Angioplasty is a common, minimally invasive procedure performed to restore blood flow in arteries and veins that have become narrowed or blocked. Age or illness can cause plaque to build up at certain spots within the veins and arteries, and if enough collects, it can restrict the flow of blood. Angioplasty uses a tiny balloon at the end of a small, flexible tube to inflate within the narrowed section and open it up again.

Angioplasty may be performed in several different areas of the body and for a variety of reasons, most often:
  • Peripheral arterial disease, which reduces blood flow in the arms or legs
  • Atherosclerosis, or general hardening of the arteries
  • Carotid artery stenosis, or narrowing of the arteries in the neck that supply the brain
  • Coronary artery disease, or narrowing of the arteries near the heart
  • Renal vascular hypertension, or narrowing of the arteries in the kidney, leading to increased blood pressure

During angioplasty, a patient is given a sedative while lying on a table under an x-ray machine. A catheter (a thin, flexible, and hollow tube) is inserted into the patient’s skin in the arm or groin and guided into the blocked artery. Dye is injected via the catheter, and x-rays are used to position the tip of the catheter exactly at the blockage. The tiny balloon is guided through the catheter and inflated with saline. It pushes the plaque out of the way, squishing it against the walls of the artery. The balloon may be inflated and deflated several times to let blood pass by. A stent, a tiny tube of metal mesh like a spring, may be inserted to help keep the artery open. Then the x-ray is used again to check that blood is flowing properly, the catheter is removed, and the tiny incision is bandaged.

There are no nerves within veins and arteries, so an angioplasty is generally not painful. However, there may be some discomfort at the site of the incision and when the balloon is inflated. Overall, angioplasty is a very effective and low-risk procedure, useful for helping patients avoid more difficult bypass surgery.

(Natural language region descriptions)
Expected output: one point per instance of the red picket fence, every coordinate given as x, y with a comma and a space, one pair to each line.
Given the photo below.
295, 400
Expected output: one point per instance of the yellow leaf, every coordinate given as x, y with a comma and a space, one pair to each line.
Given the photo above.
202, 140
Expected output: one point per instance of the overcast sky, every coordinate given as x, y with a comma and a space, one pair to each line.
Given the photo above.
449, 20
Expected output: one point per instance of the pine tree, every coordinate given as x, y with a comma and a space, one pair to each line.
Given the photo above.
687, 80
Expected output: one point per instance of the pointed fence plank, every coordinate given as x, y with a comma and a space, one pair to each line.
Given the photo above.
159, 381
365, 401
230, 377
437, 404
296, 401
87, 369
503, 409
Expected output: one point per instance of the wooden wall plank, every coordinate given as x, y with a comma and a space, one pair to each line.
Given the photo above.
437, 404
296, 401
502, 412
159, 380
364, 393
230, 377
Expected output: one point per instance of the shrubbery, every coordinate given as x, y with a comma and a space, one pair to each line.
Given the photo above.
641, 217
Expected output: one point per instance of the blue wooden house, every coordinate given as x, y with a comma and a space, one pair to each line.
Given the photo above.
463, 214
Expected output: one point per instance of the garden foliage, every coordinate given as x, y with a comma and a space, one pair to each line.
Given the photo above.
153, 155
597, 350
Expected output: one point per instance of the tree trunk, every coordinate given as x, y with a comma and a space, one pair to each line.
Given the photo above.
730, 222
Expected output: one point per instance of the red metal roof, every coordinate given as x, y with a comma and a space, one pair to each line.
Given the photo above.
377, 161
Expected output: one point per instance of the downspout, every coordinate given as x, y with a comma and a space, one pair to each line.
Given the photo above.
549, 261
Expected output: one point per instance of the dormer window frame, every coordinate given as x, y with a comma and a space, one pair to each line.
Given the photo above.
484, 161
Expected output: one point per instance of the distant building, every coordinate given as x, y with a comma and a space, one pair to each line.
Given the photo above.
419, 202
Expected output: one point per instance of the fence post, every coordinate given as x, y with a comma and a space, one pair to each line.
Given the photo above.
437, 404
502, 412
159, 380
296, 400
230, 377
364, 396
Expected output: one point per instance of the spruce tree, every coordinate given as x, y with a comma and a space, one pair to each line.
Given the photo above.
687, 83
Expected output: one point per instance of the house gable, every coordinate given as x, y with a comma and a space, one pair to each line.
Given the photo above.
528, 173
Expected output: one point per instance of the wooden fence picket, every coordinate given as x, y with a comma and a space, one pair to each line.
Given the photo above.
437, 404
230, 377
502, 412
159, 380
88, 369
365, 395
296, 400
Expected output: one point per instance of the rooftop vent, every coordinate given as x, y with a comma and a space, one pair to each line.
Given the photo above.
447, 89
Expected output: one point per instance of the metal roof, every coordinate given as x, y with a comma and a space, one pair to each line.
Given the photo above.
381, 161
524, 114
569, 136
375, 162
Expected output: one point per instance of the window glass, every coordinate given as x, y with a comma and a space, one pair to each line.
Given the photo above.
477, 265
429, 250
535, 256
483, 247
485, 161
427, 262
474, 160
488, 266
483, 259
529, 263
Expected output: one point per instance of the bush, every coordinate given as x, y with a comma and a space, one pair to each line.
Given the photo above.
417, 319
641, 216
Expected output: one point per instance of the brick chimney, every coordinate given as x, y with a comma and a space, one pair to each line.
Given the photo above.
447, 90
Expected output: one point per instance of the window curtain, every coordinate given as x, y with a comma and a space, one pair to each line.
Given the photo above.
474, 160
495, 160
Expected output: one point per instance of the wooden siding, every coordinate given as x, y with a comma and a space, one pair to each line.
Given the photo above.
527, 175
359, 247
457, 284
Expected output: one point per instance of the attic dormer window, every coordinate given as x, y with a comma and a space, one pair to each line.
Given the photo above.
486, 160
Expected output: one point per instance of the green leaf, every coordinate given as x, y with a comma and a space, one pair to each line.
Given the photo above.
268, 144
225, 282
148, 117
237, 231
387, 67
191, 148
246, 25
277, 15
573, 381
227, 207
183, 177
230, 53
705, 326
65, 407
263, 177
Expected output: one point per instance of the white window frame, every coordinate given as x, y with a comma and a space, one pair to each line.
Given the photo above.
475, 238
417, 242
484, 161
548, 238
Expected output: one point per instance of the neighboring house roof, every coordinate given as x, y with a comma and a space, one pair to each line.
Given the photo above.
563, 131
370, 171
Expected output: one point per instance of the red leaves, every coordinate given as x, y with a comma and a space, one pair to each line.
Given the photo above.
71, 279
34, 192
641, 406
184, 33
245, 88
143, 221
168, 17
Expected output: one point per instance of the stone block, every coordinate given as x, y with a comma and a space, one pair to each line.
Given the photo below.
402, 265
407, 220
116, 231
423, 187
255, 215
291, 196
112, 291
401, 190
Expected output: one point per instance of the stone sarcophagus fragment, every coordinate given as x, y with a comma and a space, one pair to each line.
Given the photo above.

▸ INSTRUCTIONS TO FOLLOW: From the angioplasty text, list the conditions it gives as the most common reasons for performing the procedure.

▸ EXPECTED OUTPUT:
- Peripheral arterial disease
- Atherosclerosis
- Carotid artery stenosis
- Coronary artery disease
- Renal vascular hypertension